Reading text:
--*--

Social networking are getting hammered by the press following several high profile cyber-bullying cases on Twitter and Ask.fm. Politicians and parents are being vocal, wanting to ban social networking usage, and pass laws to regulate the internet, both of which are pointless and rather concerning exercises.
The answer is education, and "privacy on" default settings.
It should be mandatory for all UK primary school children to be properly educated on how to use the internet safety, learning about their online privacy and how to use social networking safely.This should be akin to the cycling proficiency test, as with kids riding bikes, all kids are online. Indeed many UK primary school aged children are using social network sites despite the teenage age limits, the problem is some parents are complete luddites, and are alien to such communication technologies, so cannot teach their sons and daughters even the very basics of online safety.

--*--

Records:
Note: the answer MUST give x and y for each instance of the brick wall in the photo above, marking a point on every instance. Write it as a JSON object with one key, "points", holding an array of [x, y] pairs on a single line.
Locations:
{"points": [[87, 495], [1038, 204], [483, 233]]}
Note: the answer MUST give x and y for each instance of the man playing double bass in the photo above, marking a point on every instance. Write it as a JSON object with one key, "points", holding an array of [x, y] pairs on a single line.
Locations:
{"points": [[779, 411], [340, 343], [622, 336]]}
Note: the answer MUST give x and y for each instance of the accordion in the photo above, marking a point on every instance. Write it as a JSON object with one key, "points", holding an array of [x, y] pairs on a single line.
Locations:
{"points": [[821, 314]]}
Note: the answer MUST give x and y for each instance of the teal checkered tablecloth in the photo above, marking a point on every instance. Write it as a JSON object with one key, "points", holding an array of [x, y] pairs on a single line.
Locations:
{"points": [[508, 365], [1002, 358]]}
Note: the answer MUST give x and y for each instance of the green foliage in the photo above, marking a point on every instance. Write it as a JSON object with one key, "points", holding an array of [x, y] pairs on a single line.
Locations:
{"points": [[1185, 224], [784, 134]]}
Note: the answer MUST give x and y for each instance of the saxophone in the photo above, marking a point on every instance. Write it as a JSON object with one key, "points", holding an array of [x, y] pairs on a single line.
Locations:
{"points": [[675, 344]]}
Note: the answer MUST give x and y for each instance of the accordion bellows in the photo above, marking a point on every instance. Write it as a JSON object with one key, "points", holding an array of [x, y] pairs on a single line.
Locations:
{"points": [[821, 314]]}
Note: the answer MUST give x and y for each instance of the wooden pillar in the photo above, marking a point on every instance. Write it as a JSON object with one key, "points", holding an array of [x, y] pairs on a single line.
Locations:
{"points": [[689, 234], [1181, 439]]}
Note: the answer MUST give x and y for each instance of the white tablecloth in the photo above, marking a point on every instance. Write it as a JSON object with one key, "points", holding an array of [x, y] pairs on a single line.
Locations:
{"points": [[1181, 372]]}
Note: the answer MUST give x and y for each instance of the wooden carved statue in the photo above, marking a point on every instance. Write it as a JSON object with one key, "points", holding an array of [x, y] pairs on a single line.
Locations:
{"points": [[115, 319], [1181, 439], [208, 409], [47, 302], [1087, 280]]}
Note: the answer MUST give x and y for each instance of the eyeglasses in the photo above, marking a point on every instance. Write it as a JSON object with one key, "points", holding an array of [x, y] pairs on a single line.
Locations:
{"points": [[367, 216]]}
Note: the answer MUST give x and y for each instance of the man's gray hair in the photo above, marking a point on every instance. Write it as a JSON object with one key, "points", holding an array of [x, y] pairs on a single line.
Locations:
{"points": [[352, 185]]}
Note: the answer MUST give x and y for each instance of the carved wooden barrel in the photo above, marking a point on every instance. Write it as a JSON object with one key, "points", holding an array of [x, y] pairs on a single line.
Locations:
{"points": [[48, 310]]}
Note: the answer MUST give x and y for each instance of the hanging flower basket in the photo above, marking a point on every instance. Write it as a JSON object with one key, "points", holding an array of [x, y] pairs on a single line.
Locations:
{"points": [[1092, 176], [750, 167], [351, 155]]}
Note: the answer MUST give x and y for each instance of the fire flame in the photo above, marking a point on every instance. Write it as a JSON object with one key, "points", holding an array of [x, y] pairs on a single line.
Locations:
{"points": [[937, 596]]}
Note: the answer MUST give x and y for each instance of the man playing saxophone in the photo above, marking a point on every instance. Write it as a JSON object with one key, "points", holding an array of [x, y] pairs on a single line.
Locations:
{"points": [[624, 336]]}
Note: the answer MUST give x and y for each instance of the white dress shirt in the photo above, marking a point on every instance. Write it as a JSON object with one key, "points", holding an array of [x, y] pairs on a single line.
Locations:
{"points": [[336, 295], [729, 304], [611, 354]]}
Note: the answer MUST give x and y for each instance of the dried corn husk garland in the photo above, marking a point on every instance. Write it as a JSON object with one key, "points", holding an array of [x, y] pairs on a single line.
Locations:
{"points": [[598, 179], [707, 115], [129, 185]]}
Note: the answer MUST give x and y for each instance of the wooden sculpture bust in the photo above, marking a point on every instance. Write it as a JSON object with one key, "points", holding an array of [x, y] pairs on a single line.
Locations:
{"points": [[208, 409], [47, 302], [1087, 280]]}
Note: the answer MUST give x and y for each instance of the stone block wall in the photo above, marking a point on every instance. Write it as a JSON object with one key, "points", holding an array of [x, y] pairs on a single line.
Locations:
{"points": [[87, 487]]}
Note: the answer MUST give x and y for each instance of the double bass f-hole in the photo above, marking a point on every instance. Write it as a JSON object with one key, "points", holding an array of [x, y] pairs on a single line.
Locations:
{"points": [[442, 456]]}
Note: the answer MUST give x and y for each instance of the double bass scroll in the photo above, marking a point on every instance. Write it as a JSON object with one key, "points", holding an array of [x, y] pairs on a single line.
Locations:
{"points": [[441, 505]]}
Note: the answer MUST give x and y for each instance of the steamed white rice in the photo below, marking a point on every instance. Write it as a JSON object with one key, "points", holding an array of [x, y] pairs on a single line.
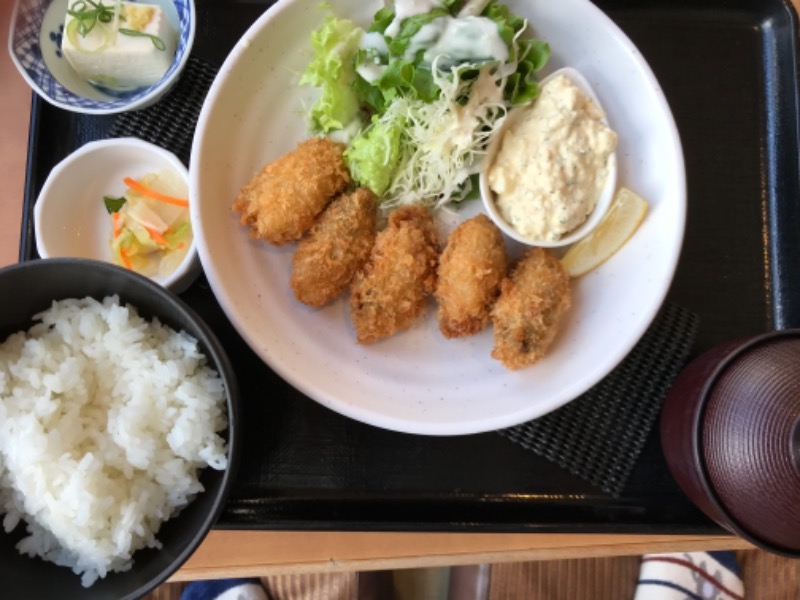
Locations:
{"points": [[105, 420]]}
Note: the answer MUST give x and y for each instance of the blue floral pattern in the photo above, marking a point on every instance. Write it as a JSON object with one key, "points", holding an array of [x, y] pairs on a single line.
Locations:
{"points": [[27, 22]]}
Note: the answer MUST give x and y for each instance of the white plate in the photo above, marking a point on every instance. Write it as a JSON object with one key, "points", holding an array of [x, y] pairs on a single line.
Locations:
{"points": [[417, 381]]}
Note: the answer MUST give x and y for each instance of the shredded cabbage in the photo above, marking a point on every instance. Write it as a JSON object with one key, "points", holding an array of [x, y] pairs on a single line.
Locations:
{"points": [[444, 140], [430, 126]]}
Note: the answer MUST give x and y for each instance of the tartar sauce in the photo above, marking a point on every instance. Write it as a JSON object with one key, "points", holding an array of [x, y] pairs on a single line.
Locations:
{"points": [[553, 164]]}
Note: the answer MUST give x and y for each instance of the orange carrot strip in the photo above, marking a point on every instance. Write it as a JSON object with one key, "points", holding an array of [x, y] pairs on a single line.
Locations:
{"points": [[146, 191], [125, 260], [157, 237]]}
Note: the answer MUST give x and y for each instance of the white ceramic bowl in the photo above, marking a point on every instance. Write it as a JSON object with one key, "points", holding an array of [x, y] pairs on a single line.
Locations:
{"points": [[418, 381], [70, 220], [34, 43], [603, 200]]}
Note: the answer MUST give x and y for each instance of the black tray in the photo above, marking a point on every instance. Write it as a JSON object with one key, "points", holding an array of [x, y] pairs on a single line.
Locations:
{"points": [[729, 71]]}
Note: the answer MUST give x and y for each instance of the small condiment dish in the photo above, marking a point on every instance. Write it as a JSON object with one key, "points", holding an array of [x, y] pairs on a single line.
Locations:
{"points": [[488, 196], [70, 218], [35, 40]]}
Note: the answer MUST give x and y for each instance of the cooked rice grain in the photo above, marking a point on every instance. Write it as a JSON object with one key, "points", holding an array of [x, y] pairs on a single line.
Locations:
{"points": [[105, 421]]}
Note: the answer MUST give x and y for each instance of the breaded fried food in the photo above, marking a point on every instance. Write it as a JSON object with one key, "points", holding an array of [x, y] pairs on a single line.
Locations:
{"points": [[473, 264], [389, 292], [338, 245], [532, 302], [281, 202]]}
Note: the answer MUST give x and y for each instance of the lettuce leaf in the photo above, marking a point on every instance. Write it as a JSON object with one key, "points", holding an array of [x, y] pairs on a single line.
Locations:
{"points": [[373, 155], [332, 69]]}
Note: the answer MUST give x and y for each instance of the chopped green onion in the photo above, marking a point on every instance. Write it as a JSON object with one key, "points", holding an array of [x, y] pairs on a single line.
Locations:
{"points": [[113, 204], [88, 13]]}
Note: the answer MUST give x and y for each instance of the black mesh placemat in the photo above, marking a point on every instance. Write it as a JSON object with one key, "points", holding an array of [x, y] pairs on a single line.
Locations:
{"points": [[599, 435], [170, 122]]}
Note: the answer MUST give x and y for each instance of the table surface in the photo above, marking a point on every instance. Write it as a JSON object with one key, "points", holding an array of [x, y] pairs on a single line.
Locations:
{"points": [[226, 553]]}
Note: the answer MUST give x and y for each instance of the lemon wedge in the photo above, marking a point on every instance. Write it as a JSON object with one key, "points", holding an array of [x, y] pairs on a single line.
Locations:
{"points": [[623, 218]]}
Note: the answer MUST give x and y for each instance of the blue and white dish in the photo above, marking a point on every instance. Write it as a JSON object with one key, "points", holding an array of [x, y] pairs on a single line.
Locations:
{"points": [[34, 43]]}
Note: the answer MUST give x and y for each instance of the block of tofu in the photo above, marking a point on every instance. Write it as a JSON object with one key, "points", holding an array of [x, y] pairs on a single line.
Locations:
{"points": [[133, 50]]}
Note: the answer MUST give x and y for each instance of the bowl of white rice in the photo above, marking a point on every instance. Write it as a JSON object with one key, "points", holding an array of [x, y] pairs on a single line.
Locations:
{"points": [[118, 441]]}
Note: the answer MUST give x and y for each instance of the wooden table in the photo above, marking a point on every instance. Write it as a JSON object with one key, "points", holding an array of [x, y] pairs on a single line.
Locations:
{"points": [[261, 553]]}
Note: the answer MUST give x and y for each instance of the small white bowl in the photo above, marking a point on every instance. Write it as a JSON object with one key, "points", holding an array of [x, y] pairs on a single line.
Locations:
{"points": [[603, 201], [70, 220], [34, 43]]}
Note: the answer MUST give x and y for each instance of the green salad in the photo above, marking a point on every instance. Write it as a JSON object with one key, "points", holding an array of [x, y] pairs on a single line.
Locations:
{"points": [[418, 95]]}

--*--

Requirement: Repeat the passage of the text on online safety starting at "Social networking are" and ending at "rather concerning exercises.". The records are distinct from the text and stand as separate material.

Final result:
Social networking are getting hammered by the press following several high profile cyber-bullying cases on Twitter and Ask.fm. Politicians and parents are being vocal, wanting to ban social networking usage, and pass laws to regulate the internet, both of which are pointless and rather concerning exercises.